• [Written request] In the records below, the line that contains "For this drill the class indicates the bride's toes" marks the start. Copy it and each line after it through the end, exactly, without pictures.

[Dataset rows on where objects appear]
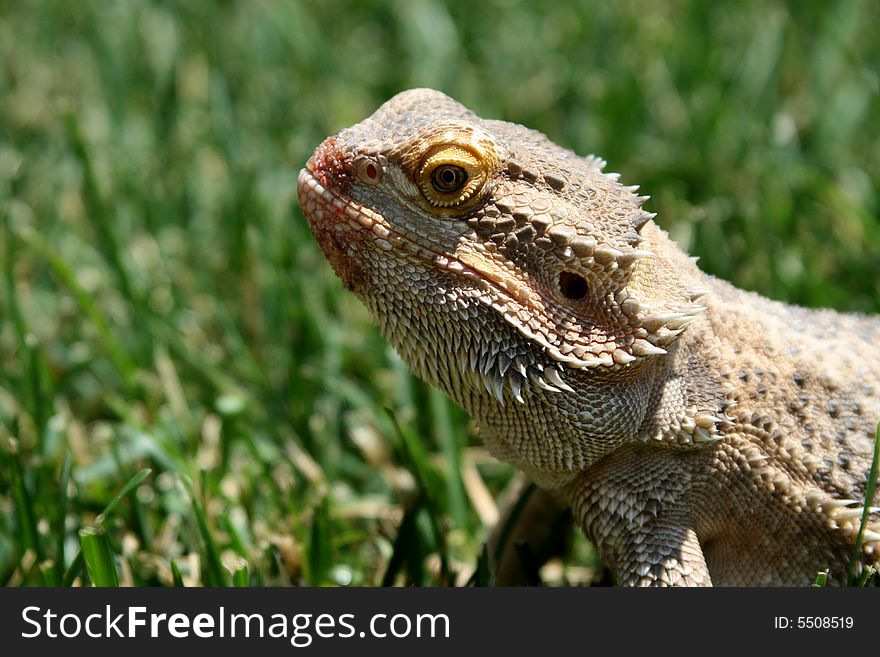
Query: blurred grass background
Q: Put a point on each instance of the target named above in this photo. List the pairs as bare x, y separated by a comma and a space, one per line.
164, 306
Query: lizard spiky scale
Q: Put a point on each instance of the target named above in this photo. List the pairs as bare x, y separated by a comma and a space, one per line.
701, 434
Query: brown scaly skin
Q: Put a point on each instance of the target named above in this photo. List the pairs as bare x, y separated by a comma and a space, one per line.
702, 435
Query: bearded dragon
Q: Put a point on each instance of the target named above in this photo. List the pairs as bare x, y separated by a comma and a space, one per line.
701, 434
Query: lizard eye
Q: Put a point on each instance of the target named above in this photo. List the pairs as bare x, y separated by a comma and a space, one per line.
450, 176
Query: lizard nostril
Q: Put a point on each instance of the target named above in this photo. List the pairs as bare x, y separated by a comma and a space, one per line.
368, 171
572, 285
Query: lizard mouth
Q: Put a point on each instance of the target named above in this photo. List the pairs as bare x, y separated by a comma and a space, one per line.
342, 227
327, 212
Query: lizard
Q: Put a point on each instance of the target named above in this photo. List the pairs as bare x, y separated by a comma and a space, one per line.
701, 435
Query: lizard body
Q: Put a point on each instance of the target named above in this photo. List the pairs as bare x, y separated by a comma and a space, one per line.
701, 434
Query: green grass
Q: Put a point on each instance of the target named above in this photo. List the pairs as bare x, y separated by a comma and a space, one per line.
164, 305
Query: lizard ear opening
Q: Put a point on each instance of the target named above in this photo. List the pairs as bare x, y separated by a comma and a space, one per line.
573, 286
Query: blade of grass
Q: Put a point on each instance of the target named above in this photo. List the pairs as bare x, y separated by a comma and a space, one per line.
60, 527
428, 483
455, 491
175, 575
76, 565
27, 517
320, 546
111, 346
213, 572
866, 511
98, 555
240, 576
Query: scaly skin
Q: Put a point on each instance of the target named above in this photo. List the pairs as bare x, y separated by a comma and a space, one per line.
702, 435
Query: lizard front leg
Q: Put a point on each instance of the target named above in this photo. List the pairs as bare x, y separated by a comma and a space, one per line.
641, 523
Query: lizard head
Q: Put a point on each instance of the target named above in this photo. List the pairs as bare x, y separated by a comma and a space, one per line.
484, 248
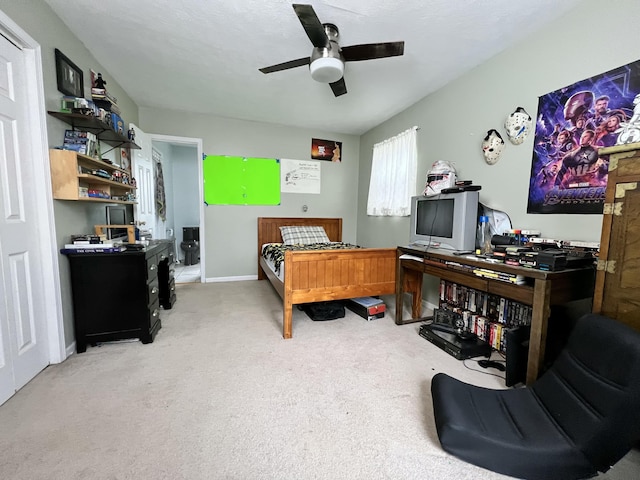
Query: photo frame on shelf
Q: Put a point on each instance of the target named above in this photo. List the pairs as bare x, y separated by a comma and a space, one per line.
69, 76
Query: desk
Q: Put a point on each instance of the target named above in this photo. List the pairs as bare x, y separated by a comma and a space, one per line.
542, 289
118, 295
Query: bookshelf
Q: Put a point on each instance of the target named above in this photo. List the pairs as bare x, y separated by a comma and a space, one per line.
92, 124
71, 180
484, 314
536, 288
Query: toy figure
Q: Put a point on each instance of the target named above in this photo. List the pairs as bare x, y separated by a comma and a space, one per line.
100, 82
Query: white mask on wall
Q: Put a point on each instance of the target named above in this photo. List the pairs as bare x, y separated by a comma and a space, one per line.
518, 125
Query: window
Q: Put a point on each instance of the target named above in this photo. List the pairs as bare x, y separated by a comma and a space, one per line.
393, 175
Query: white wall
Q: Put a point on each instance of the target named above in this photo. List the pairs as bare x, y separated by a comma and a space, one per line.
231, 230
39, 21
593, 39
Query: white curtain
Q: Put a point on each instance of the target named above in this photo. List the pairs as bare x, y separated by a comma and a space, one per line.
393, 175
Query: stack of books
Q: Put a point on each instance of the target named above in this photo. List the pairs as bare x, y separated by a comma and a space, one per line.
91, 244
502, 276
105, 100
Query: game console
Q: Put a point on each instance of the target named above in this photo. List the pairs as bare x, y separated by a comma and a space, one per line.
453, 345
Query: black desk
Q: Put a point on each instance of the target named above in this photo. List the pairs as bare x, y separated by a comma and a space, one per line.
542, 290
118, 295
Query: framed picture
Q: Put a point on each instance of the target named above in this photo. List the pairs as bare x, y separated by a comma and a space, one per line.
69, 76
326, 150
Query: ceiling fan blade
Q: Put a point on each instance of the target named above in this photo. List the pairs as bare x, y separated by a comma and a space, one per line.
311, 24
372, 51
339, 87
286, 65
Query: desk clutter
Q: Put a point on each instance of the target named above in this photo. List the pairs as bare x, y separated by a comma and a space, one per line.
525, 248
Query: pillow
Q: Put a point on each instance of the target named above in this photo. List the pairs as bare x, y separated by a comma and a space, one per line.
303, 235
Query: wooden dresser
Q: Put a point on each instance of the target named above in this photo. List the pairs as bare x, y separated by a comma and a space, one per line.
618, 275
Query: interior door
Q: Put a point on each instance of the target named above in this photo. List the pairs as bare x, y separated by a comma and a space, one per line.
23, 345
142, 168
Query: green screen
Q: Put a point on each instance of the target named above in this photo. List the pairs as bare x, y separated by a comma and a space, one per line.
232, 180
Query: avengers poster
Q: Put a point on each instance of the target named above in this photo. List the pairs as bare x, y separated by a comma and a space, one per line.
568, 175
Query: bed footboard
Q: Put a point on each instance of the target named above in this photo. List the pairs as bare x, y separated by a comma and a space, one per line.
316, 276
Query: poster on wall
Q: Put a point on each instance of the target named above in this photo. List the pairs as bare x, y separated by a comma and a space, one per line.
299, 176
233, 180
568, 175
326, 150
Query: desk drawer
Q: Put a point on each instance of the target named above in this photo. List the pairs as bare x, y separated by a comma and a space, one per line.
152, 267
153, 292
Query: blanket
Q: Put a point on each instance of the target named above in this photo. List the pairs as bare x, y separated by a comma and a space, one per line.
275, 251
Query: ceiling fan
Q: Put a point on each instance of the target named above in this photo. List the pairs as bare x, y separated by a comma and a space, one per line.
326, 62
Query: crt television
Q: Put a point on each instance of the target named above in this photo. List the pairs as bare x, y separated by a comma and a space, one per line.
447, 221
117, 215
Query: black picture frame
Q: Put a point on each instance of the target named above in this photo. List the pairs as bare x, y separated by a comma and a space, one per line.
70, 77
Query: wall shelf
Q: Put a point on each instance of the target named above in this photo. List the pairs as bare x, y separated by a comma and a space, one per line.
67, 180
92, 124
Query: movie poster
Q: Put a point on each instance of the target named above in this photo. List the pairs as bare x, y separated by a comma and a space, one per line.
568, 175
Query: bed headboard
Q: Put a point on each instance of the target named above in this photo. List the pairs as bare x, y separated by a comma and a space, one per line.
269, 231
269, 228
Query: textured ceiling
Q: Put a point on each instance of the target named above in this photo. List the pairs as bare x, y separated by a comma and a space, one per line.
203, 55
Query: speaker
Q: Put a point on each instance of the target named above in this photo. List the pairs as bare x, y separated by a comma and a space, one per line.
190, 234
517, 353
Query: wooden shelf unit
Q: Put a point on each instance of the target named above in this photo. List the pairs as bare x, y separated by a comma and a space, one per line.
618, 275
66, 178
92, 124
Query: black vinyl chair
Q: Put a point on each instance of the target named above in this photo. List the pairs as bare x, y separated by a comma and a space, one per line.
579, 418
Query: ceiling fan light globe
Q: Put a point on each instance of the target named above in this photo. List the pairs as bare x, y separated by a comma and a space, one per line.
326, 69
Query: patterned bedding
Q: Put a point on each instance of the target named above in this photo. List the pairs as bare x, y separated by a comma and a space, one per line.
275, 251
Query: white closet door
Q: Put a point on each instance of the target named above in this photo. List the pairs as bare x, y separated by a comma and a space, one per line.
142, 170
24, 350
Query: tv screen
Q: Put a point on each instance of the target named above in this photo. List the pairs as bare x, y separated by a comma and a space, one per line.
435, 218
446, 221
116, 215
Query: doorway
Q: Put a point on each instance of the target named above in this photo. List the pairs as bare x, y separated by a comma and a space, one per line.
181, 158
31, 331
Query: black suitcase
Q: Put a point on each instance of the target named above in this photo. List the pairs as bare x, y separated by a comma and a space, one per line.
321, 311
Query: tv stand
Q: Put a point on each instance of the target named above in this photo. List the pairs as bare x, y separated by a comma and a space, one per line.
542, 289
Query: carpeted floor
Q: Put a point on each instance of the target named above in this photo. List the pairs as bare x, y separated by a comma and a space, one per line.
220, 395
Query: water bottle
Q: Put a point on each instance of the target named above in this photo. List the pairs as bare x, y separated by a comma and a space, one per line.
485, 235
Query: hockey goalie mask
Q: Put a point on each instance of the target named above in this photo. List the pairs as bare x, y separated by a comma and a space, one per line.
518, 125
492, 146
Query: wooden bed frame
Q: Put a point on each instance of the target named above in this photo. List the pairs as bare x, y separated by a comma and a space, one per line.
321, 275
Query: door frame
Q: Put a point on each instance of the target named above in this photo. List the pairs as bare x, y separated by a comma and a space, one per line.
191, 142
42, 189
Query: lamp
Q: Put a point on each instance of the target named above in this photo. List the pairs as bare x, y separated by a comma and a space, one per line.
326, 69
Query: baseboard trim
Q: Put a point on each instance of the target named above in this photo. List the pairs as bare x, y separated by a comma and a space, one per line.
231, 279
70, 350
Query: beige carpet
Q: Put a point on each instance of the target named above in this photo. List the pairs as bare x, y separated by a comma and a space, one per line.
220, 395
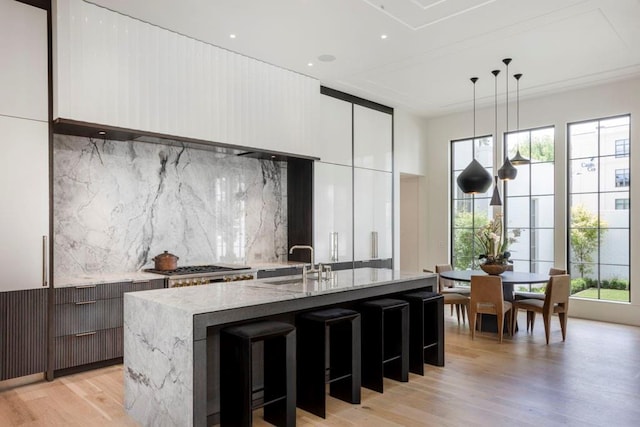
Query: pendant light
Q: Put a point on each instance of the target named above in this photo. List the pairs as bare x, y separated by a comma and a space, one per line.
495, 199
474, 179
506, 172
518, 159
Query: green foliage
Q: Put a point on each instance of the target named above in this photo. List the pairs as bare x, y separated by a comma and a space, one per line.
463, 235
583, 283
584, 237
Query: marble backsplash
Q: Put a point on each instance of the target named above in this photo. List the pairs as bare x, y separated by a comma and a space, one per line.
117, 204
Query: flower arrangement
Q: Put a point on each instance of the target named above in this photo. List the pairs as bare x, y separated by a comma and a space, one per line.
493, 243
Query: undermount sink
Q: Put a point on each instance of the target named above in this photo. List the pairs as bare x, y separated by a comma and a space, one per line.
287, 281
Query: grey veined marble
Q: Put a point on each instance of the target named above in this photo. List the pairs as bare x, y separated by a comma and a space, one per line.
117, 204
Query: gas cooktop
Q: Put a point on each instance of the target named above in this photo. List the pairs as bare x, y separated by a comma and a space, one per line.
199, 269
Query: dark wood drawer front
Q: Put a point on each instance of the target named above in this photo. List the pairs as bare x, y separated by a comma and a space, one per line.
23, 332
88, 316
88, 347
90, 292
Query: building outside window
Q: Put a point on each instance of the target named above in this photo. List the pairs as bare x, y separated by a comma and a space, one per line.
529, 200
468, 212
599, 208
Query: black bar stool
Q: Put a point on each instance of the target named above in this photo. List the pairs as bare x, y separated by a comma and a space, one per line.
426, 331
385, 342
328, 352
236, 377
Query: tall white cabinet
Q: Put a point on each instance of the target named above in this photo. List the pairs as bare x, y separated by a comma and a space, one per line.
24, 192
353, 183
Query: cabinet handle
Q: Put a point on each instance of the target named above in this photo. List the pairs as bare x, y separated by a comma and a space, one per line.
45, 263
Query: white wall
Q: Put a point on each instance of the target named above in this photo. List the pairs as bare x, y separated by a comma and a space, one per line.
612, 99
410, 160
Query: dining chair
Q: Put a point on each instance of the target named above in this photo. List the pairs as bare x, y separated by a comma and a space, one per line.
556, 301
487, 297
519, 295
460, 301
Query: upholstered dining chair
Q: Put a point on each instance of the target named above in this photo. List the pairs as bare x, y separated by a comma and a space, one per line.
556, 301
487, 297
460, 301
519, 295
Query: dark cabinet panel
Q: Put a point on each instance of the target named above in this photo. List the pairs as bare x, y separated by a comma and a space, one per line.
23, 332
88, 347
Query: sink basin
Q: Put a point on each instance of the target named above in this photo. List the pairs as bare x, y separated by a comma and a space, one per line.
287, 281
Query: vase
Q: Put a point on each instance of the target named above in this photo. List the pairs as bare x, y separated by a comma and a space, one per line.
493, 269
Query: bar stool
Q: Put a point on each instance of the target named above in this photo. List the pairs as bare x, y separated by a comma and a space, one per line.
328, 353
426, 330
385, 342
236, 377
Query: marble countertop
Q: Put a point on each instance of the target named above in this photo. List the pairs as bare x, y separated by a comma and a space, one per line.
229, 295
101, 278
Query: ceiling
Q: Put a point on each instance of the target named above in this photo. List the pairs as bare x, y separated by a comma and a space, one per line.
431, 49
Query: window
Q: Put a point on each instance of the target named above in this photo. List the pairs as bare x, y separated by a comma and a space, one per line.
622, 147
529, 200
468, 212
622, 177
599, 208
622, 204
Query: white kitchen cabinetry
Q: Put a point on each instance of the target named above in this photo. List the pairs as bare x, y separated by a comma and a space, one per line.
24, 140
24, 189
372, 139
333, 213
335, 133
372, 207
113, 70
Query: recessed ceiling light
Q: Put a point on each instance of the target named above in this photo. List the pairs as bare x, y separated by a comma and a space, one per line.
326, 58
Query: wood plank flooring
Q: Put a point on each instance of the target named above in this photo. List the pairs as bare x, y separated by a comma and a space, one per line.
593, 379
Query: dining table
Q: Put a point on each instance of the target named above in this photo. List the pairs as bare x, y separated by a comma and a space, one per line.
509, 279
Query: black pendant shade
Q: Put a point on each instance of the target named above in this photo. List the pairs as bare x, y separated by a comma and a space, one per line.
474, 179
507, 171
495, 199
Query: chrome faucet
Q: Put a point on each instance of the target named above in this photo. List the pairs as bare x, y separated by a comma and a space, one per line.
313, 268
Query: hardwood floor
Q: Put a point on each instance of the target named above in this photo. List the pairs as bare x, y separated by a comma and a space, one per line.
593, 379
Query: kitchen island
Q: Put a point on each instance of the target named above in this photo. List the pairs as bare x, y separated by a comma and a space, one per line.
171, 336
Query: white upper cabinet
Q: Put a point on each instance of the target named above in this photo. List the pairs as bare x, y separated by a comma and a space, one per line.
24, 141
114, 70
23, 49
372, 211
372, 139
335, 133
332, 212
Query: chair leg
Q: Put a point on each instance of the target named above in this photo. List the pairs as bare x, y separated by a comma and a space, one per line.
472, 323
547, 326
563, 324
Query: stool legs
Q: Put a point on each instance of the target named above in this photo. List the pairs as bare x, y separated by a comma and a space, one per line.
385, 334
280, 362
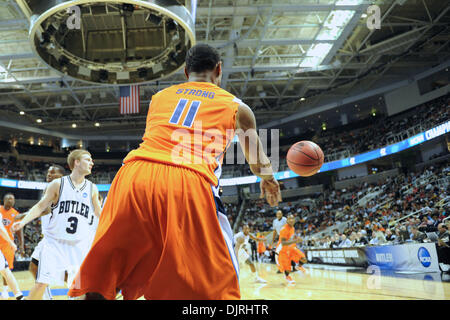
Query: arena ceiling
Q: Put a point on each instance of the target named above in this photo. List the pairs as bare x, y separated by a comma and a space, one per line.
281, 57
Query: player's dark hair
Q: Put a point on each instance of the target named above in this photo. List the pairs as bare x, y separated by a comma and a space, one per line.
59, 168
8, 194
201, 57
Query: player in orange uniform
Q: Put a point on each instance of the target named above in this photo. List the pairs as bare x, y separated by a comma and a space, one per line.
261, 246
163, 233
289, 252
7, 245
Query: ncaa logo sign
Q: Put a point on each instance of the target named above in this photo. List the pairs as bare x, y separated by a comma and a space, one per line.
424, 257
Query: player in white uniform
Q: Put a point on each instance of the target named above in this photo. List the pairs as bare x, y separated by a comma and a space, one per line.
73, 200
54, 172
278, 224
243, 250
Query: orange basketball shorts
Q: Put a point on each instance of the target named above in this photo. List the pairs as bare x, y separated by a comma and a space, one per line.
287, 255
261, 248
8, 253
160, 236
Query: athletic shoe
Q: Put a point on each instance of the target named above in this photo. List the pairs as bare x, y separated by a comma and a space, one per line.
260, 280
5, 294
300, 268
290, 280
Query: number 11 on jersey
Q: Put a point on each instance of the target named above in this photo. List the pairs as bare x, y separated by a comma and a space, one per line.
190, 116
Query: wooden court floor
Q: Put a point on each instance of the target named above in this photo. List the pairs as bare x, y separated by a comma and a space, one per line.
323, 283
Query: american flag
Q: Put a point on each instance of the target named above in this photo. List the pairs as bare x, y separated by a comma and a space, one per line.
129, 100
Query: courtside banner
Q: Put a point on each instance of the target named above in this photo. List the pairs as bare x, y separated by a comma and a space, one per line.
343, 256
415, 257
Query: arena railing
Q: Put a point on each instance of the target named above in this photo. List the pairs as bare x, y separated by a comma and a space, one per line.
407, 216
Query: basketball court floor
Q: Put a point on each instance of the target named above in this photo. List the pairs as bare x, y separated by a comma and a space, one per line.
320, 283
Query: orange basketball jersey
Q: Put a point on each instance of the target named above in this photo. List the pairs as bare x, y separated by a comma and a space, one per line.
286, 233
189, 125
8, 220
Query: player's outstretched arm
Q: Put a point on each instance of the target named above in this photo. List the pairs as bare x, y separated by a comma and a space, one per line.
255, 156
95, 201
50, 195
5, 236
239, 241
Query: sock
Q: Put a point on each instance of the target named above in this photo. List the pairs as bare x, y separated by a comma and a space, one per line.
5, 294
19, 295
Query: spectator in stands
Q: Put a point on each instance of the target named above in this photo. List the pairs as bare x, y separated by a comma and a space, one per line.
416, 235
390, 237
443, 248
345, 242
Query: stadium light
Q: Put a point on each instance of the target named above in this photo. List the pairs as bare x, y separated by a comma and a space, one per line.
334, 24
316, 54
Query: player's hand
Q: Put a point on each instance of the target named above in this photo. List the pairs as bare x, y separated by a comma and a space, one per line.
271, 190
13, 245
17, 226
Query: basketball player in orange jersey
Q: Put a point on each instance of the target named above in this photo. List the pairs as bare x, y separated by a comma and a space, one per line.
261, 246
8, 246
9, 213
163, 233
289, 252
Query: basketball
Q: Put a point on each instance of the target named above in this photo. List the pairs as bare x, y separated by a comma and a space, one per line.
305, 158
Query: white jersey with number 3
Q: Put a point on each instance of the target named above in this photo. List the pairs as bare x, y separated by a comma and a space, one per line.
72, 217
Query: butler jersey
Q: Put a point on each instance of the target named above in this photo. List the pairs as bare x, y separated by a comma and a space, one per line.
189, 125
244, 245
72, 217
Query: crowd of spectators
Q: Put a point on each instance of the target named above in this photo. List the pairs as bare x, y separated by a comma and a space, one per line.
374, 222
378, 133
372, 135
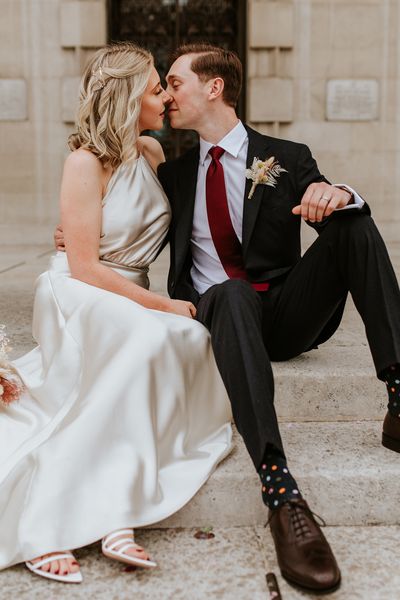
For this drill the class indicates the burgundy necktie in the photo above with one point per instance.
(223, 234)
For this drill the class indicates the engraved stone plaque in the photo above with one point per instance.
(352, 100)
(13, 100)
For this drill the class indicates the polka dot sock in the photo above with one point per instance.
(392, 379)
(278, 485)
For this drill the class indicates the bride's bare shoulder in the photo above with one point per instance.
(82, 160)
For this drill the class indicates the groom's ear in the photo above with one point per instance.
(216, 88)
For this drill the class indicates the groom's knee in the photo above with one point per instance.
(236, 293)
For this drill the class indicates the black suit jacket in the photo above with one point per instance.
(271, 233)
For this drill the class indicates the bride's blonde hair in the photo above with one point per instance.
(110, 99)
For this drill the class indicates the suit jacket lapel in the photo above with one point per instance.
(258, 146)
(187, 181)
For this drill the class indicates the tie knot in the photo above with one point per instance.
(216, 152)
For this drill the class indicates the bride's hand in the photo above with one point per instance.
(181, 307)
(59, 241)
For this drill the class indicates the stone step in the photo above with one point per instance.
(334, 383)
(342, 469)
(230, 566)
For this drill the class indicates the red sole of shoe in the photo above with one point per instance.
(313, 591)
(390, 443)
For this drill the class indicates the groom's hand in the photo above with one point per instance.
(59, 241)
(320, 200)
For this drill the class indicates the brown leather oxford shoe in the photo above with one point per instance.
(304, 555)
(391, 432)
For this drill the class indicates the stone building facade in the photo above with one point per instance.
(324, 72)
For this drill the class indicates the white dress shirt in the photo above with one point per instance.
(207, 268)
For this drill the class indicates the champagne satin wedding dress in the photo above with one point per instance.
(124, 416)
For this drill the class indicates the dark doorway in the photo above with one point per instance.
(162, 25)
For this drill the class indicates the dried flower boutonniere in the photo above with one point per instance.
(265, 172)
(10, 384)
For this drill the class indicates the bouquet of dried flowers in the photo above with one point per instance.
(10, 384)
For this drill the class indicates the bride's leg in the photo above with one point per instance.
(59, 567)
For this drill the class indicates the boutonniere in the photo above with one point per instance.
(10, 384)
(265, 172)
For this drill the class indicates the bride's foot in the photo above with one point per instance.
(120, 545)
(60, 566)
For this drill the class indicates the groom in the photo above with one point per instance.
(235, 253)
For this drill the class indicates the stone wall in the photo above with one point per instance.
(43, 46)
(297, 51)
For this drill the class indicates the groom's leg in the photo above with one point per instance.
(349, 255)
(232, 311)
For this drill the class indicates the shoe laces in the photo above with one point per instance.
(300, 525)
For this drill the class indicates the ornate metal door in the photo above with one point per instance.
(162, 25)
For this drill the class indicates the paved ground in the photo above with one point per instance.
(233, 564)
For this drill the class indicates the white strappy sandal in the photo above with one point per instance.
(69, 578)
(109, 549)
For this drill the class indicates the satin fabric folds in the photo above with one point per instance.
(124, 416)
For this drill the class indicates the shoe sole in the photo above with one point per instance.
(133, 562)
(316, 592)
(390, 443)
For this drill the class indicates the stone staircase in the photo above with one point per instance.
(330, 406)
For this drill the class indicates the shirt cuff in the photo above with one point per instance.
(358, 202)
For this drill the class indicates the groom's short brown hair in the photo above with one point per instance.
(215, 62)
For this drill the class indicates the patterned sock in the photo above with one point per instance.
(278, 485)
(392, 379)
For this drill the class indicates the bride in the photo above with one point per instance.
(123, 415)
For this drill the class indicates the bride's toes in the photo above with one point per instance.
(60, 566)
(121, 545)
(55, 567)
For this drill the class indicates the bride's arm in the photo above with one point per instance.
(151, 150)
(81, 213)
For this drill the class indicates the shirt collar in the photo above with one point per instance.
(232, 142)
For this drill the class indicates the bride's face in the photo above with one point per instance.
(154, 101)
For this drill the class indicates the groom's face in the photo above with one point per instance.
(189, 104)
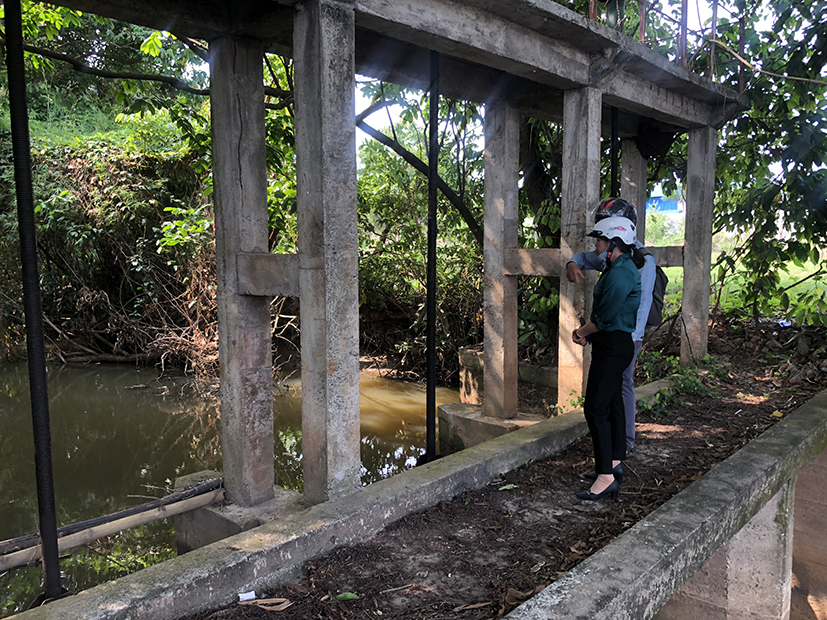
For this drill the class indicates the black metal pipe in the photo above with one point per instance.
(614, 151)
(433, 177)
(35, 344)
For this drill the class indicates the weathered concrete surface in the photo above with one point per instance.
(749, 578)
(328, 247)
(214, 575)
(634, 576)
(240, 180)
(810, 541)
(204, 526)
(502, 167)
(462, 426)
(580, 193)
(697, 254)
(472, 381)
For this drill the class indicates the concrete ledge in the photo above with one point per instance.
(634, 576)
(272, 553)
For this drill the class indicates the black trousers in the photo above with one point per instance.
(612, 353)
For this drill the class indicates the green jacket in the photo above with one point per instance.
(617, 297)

• [Task solution]
For this drill the class indicates the bride's toes in the photo above with one point per instance.
(60, 566)
(121, 545)
(55, 567)
For this drill the class indicates the bride's arm in the photo above with one point per instance.
(151, 150)
(81, 213)
For this drill the class indicates the shirt collar in the photo above with one point per instance.
(232, 142)
For this drill the class indicates the bride's face in the photo above with one point per instance.
(154, 101)
For this drill the class indicates the groom's face in the photo above with one point per instance.
(189, 104)
For this drill the class indicates the black metal pipe in the photo above with one point per instance.
(614, 151)
(433, 177)
(35, 344)
For this drill the class indicates the weathered concrete surface in the photo above with one point per instance.
(749, 578)
(328, 247)
(214, 575)
(634, 576)
(240, 180)
(810, 541)
(204, 526)
(502, 167)
(462, 426)
(580, 193)
(697, 254)
(472, 381)
For this drill the class indicates the concrete ledge in the photo above with one point per instance.
(634, 576)
(272, 553)
For this drill the class indicates the black trousers in the photo above with one point per instance.
(612, 353)
For this drill the class indicates the green jacket in the photo above with one point per instance.
(617, 297)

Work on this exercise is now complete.